--- DATASET ---
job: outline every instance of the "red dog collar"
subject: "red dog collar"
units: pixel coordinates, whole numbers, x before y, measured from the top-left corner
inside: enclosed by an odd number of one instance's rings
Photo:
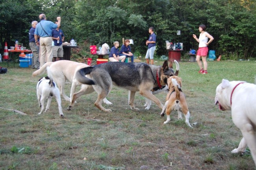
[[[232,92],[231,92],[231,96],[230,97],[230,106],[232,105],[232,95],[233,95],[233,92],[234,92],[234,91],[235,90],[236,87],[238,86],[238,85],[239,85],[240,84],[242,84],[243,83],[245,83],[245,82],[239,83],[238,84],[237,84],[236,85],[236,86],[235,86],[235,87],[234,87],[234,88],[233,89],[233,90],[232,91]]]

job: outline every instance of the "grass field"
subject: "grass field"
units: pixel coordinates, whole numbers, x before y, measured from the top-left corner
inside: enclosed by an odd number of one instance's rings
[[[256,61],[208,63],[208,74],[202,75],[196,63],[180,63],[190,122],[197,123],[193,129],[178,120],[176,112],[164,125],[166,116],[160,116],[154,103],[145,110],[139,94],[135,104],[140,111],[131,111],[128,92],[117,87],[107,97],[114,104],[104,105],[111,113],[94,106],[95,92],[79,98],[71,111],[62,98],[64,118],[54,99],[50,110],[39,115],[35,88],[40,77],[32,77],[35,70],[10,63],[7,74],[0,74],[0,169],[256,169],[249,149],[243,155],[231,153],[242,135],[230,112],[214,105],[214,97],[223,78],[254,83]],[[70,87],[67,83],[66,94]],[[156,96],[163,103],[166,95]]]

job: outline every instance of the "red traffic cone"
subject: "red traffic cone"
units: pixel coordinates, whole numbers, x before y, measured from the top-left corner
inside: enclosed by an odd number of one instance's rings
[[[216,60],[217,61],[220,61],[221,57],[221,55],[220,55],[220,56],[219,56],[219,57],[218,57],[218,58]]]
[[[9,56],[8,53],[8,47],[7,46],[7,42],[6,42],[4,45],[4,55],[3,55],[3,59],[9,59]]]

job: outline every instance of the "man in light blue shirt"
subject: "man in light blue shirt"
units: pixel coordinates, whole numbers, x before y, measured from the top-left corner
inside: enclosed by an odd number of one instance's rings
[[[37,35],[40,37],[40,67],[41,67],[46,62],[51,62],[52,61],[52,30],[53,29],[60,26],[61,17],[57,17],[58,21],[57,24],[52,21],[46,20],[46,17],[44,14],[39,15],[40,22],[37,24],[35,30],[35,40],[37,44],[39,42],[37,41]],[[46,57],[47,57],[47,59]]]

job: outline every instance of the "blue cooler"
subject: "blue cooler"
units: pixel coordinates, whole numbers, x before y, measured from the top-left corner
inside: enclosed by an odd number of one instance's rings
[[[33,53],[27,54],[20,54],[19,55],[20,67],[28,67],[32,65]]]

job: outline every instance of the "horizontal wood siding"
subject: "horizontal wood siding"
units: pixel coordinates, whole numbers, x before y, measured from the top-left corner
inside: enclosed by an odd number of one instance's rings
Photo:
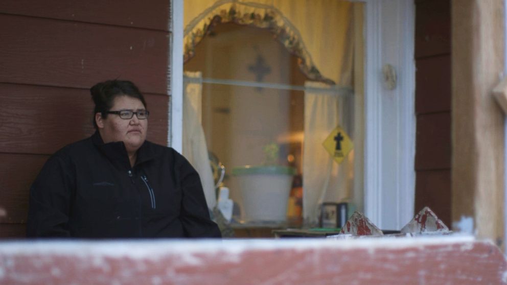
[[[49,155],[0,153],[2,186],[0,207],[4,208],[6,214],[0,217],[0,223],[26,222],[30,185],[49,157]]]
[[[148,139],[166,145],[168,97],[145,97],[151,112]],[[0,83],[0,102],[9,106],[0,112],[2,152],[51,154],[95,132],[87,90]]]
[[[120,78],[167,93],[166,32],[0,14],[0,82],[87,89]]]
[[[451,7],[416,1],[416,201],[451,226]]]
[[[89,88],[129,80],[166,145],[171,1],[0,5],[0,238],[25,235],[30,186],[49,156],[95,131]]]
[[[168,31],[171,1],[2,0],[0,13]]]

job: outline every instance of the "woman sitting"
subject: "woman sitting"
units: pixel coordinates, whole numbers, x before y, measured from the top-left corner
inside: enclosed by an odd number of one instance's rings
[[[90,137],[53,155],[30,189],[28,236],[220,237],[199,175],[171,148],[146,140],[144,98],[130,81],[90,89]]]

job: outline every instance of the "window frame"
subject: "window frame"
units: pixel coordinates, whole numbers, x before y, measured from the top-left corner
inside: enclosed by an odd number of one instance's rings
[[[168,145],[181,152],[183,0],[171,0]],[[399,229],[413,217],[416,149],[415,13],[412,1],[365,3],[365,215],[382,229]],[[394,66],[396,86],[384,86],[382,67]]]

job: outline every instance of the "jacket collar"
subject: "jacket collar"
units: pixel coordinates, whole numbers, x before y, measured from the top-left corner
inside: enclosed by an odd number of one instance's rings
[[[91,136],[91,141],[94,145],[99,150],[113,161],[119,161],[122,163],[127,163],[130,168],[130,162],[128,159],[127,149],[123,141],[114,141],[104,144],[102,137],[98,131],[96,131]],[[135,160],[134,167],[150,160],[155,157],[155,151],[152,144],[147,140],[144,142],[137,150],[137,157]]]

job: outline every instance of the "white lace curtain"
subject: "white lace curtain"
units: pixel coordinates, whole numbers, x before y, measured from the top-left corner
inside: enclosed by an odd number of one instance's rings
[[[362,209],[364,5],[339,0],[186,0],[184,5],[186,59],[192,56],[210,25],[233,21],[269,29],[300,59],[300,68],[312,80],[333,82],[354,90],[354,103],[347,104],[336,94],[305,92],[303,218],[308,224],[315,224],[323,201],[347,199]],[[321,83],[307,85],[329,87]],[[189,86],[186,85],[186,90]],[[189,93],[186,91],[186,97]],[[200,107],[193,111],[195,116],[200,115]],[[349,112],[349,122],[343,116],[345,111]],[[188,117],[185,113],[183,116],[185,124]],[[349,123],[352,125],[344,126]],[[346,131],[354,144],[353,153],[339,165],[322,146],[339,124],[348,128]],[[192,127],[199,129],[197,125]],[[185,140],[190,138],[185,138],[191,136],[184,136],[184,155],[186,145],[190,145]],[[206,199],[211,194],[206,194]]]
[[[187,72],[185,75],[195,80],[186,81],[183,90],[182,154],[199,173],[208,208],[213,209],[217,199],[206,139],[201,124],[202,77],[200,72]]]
---
--- DATASET ---
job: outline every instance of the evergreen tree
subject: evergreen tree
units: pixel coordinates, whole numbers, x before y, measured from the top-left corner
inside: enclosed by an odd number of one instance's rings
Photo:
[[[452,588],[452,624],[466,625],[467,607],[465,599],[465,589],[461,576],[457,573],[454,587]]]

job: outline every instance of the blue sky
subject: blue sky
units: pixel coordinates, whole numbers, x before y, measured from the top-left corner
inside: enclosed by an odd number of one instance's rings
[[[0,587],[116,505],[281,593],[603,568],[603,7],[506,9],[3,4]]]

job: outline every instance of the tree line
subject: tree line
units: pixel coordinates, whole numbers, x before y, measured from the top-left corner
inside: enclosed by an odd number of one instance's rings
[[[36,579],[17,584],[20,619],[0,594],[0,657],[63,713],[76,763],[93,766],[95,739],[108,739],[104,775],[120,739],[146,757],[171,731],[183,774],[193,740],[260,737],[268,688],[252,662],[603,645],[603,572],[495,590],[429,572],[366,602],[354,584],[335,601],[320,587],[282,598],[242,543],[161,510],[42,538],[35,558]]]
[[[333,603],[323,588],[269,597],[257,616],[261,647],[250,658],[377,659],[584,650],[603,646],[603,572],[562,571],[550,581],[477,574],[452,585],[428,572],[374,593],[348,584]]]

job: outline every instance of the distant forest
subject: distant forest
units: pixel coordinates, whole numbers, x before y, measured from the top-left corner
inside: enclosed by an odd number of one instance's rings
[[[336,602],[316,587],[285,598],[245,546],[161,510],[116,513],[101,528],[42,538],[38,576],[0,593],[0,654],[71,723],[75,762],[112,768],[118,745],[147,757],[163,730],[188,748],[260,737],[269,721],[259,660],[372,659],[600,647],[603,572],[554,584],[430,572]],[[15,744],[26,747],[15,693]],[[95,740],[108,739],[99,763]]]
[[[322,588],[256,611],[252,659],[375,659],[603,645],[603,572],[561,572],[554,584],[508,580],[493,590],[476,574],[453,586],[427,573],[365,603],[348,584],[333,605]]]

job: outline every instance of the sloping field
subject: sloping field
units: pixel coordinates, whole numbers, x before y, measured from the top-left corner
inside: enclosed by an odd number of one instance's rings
---
WHAT THE EXERCISE ASKS: Copy out every line of the records above that contains the string "light", matching case exactly.

IN RESPONSE:
job: outline every instance of the "man in light blue shirt"
subject: "man in light blue shirt"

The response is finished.